Transcribe the records below. Leave nothing out and change nothing.

Stored data:
════════

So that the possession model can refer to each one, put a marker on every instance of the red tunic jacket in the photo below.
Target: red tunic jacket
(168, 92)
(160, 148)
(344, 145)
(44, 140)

════════

Completed exercise:
So that the possession model can refer to each one, put a marker on every instance of the red tunic jacket in the photo below.
Target: red tunic jacket
(168, 92)
(160, 148)
(344, 145)
(44, 140)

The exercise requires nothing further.